• _EXTRAIT CHOISI_
--- --- ---

Il est essentiel de consulter rapidement son médecin traitant ou tout autre professionnel de la santé, comme une infirmière ou un travailleur social, dès l’apparition des premiers symptômes. En effet, il existe des traitements et des thérapies très efficaces pour ce syndrome, qui, s’il n’est pas pris en charge, peut entraîner une invalidité chronique.
En plus des traitements médicamenteux traditionnels, qui aident à gérer l’anxiété et les souvenirs récurrents, deux nouvelles approches méritent une attention particulière. La première, qui donne d’excellents résultats, est actuellement à l’étude et même en application à l’hôpital Douglas de Montréal. Elle implique l’utilisation du propranolol, un bêta-bloquant disponible sur le marché depuis des décennies.
Selon le site web du Centre de recherche Douglas, un souvenir ancien doit être re-consolidé afin de persiter. Il existe un médicament, le propranolol, qui bloque en partie le processus de reconsolidation. Puisque la personne traumatisée souffre de ‘réminiscences’, diminuer la force émotionnelle du souvenir traumatique sans pour autant oublier celui-ci semble une avenue thérapeutique idéale.
Dans les projets de recherches actuels, notre équipe de recherche évalue si le blocage de la reconsolidation de souvenirs traumatiques est efficace pour traiter le TSPT. Le propranolol est donné conjointement à une séance de réactivation du souvenir traumatique, de façon à réduire la force émotionnelle du souvenir. Les résultats préliminaires sont fort encourageants.
L’EMDR (Eye Movement Desensitization and Reprocessing)
Selon l’Inserm (Institut français de recherche médicale), d’abord testée chez des personnes souffrant de souvenirs traumatiques, par exemple des vétérans de la guerre du Vietnam, cette psychothérapie par mouvement oculaires cible les mémoires traumatiques des individus. En d’autres termes, elle vise à traiter les conséquences psychologiques, physiques ou relationnelles liées à un traumatisme psychique.
Cette approche thérapeutique vise à traiter les conséquences d’un traumatisme psychique en combinant un rappel mental par le patient du souvenir traumatique et des stimulations sensorielles bilatérales alternées (avec des mouvements oculaires induits, par exemple en demandant au patient de suivre le mouvement des doigts du thérapeute ou encore des stimulations alternées tactiles sur les genoux, ou des stimulations auditives).

--- --- ---

• _LIGNES EXTRAITES_
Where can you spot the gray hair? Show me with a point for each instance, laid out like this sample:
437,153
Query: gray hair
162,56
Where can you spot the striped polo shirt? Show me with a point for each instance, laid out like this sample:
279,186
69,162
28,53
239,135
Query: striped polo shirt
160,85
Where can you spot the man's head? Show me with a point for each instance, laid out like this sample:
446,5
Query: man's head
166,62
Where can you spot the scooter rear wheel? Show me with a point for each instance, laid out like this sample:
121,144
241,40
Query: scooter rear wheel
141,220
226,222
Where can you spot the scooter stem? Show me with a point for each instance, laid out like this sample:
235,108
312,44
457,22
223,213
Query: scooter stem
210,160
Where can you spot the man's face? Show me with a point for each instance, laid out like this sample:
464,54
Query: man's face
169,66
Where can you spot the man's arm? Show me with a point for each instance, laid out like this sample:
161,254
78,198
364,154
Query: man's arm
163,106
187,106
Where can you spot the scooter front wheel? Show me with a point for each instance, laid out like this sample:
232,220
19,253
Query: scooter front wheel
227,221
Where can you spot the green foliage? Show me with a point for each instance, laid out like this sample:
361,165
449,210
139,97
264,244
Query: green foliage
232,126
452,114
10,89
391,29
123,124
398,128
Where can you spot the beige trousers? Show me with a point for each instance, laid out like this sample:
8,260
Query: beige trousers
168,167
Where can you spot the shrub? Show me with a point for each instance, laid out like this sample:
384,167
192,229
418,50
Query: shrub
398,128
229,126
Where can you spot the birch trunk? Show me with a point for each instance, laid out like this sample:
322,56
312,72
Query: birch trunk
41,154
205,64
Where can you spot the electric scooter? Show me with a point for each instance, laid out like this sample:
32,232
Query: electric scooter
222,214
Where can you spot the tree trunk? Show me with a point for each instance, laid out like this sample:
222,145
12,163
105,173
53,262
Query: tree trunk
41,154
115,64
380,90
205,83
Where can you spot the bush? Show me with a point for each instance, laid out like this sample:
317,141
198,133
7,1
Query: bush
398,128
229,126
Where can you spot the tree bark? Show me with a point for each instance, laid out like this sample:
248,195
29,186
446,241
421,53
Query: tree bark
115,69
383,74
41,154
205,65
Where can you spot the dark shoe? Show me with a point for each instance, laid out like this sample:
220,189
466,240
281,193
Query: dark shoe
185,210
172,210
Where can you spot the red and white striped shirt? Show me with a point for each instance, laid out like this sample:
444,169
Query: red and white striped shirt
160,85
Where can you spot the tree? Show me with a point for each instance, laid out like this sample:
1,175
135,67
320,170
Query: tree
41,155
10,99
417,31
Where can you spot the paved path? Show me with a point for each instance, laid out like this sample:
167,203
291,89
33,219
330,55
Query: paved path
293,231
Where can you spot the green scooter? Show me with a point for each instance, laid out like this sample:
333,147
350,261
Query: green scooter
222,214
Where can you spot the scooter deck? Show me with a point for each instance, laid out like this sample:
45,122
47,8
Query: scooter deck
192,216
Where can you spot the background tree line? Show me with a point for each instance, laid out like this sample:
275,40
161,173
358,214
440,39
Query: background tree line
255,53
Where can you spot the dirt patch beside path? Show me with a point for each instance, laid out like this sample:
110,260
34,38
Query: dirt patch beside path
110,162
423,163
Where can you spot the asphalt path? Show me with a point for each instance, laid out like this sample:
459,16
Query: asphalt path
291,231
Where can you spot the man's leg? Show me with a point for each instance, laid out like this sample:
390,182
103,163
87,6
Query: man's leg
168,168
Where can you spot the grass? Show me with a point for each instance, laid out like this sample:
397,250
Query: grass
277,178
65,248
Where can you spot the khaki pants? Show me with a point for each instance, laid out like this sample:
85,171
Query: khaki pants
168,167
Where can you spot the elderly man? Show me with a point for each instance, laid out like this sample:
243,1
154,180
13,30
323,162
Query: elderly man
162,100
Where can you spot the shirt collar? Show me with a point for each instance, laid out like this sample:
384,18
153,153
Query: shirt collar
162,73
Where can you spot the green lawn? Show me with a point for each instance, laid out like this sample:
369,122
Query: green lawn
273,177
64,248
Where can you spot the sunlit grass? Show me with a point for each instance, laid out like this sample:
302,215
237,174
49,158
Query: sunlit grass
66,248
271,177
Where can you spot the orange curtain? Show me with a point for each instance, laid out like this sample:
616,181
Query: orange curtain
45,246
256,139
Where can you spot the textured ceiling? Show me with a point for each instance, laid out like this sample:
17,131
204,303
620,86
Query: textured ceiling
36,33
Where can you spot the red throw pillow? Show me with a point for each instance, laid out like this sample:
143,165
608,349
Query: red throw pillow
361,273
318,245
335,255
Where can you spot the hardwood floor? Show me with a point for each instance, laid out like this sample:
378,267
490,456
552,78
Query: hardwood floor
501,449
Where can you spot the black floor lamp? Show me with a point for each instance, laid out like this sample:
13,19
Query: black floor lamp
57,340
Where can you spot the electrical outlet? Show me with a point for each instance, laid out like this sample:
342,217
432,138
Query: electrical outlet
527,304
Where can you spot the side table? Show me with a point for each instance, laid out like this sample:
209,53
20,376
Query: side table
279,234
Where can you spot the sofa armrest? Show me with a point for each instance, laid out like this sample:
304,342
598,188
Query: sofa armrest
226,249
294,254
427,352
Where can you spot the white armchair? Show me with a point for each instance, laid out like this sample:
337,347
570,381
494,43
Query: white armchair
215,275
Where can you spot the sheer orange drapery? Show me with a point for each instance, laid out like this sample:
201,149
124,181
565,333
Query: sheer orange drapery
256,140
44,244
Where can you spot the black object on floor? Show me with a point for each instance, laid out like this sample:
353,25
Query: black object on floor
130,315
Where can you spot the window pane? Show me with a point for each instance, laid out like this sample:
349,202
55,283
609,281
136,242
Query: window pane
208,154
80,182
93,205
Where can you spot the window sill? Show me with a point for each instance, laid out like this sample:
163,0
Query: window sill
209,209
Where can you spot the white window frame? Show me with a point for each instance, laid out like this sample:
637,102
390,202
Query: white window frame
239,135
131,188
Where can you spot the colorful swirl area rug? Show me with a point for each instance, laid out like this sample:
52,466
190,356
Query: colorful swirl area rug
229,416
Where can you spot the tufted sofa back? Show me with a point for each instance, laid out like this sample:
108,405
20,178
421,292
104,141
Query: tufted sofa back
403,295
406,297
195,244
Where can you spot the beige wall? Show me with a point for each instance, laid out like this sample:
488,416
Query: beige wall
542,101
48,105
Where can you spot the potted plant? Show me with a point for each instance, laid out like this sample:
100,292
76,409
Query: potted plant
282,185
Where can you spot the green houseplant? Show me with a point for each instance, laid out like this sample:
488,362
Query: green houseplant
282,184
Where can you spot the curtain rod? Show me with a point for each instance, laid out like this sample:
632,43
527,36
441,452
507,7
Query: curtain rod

--- --- ---

• _TRAVAIL À FAIRE_
**a)** Recopiez l'extrait sur le traitement du TSPT depuis « Cette approche thérapeutique » jusqu'à « des stimulations auditives). ».
**b)** D'après l'extrait sur le traitement du TSPT, pourquoi l'emploi du propranolol semble-t-il une avenue thérapeutique idéale ? Répondez en une à trois phrases.
**c)** Poursuivez l'extrait sur le traitement du TSPT à partir de l'endroit où il s'arrête.
Les lignes n'ont aucun lien avec l'extrait sur le traitement du TSPT.

• _RÉPONSES AUX EXERCICES_
**a)**
Cette approche thérapeutique vise à traiter les conséquences d’un traumatisme psychique en combinant un rappel mental par le patient du souvenir traumatique et des stimulations sensorielles bilatérales alternées (avec des mouvements oculaires induits, par exemple en demandant au patient de suivre le mouvement des doigts du thérapeute ou encore des stimulations alternées tactiles sur les genoux, ou des stimulations auditives).

**b)** Un souvenir ancien doit être reconsolidé pour persister, et le propranolol bloque en partie ce processus de reconsolidation. Comme la personne traumatisée souffre de réminiscences, ce médicament permet de diminuer la force émotionnelle du souvenir traumatique sans pour autant l'oublier.

**c)**
Les mouvements oculaires pratiqués de cette manière doivent permettre la remise en route d’une gestion naturelle des souvenirs douloureux et la restauration de l’estime de soi. Avant d’entamer une thérapie EMDR, des séances préliminaires permettront de construire une relation de confiance avec le praticien et d’établir les objectifs visés.
Petit point de langage : le terme « traumatisme psychique » est ici utilisé au sens de la définition retenue par le DSM-5, c’est-à-dire comme une confrontation à une situation violente, une crainte élevée pour sa propre vie ou celle d’un proche, une menace pour son intégrité ou celle d’un proche.
Si le protocole utilisé peut sembler un peu extravagant pour ceux qui ne seraient pas familiers de l’EMDR, de nombreuses études rigoureuses et méta-analyses ont été publiées au cours des 25 dernières années pour valider son efficacité dans le traitement des troubles de stress post-traumatique. Au point qu’en 2013, l’Organisation mondiale de la santé mentionnait l’EMDR comme une alternative valide aux thérapies comportementales et cognitives plus classiques.
Par où commencer?
Le point de départ d’un traitement efficace est la consultation avec un médecin, qui déterminera où référer le patient afin qu’il puisse accéder à des soins urgents. Il peut également, dans certains cas, prescrire un médicament pour gérer les crises immédiates et, occasionnellement, commencer lui-même un traitement au propranolol ou proposer une thérapie EMDR, s’il est formé et spécialisé dans ces approches.
L’élément le plus important est d’initier un traitement le plus rapidement possible après les premières manifestations des symptômes post-traumatiques, afin d’obtenir les meilleurs résultats.